GIVEN PASSAGE ::
# # #

OTTAWA.- Acquired recently by a friend to the National Gallery of Canada, this exceptional painting will be on view with the largest public collection of the artist’s work in Canada

Le Pont de bois (1872), an important early painting by the leading Impressionist painter and one of modern art’s most celebrated artists, is now on view at the National Gallery of Canada. The painting, generously lent by a friend to the Gallery, complements in a significant way the Gallery’s permanent holdings of works by Claude Monet (1840-1926), which comprise four paintings dating from around 1884 through 1903. It will also join another private collection work on loan, Rain, Pourville (1896), currently on view in the galleries.

Acquired recently, Le Pont de bois was previously in the collection of Gustav Rau, the celebrated collector and philanthropist. Prior to entering Dr. Rau’s collection, the painting had a storied provenance: its first owner was the painter Edouard Manet, it was briefly with the Galerie Durand-Ruel, and in the 1960s was purchased by the famed Californian collector Norton Simon.

“We are delighted to see a picture of such quality enter a Canadian collection,” said Gallery Director, Marc Mayer, “Thanks to this generous loan, we are honoured to make it available for the public to enjoy over the next decade. Le Pont de bois is an outstanding early work by one of the world’s most beloved painters. For the period of this loan, this painting will fill an important gap in the story Canada’s national collection can tell about the transition from Realism to Impressionism.”

# # #

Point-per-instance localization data
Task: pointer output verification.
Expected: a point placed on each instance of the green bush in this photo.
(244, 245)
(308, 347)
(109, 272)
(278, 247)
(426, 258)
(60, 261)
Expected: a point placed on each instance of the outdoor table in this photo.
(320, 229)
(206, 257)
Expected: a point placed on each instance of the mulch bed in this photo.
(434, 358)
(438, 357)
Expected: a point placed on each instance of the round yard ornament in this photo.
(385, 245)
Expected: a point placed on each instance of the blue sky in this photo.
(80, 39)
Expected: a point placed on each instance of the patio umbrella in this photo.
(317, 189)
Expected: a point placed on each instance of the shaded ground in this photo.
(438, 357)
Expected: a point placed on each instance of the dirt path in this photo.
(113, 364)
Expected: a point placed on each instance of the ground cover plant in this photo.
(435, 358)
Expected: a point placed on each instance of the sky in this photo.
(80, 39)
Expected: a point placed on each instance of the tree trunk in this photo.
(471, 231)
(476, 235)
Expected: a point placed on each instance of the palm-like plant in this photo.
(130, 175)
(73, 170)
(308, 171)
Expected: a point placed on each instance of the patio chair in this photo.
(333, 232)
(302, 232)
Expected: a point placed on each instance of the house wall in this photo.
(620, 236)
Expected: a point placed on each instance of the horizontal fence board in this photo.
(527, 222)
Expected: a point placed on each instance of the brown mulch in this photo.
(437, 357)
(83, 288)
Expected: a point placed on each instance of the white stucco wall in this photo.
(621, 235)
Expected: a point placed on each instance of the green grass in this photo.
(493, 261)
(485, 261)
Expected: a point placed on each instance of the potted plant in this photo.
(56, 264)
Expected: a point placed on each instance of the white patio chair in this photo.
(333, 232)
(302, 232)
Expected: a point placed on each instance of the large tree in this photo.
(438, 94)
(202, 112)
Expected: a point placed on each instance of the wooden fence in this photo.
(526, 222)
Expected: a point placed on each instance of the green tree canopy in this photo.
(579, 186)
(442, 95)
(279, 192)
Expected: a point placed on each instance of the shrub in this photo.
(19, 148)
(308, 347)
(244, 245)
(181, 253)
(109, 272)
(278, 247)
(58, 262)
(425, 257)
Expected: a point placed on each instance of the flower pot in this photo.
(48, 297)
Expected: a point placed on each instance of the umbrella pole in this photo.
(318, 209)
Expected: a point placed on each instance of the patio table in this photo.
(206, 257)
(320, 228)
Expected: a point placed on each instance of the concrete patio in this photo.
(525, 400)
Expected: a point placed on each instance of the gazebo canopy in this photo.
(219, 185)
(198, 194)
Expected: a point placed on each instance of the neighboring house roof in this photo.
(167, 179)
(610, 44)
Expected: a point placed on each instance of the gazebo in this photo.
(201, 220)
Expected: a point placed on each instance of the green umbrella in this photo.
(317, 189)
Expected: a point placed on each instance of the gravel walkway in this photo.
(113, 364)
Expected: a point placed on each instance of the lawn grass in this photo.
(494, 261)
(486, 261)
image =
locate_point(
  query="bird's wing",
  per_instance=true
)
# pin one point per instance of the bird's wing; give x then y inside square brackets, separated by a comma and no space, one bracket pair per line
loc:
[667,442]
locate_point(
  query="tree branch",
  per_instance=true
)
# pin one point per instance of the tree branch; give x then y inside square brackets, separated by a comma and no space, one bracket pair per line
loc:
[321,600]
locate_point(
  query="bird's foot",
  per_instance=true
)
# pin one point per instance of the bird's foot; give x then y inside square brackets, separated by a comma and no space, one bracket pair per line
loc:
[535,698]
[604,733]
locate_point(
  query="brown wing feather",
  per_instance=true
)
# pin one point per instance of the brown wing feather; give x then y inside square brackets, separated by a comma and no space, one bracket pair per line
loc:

# # #

WHAT YOU NEED TO DO ::
a - In the Le Pont de bois article, begin at the words "Le Pont de bois (1872), an" and stop after "in the galleries.", replacing "permanent holdings" with "permanent collection".
b - For each statement, state whether it agrees with the Le Pont de bois article, and quote the words that decide it: (i) The Gallery's own Monet works comprise four paintings. (ii) The first owner of Le Pont de bois was Norton Simon. (iii) Rain, Pourville dates from 1896.

PER-TASK OUTPUTS ::
a -
Le Pont de bois (1872), an important early painting by the leading Impressionist painter and one of modern art’s most celebrated artists, is now on view at the National Gallery of Canada. The painting, generously lent by a friend to the Gallery, complements in a significant way the Gallery’s permanent collection of works by Claude Monet (1840-1926), which comprise four paintings dating from around 1884 through 1903. It will also join another private collection work on loan, Rain, Pourville (1896), currently on view in the galleries.

b -
(i) Yes: "which comprise four paintings dating from around 1884 through 1903"
(ii) No: "its first owner was the painter Edouard Manet"
(iii) Yes: "Rain, Pourville (1896)"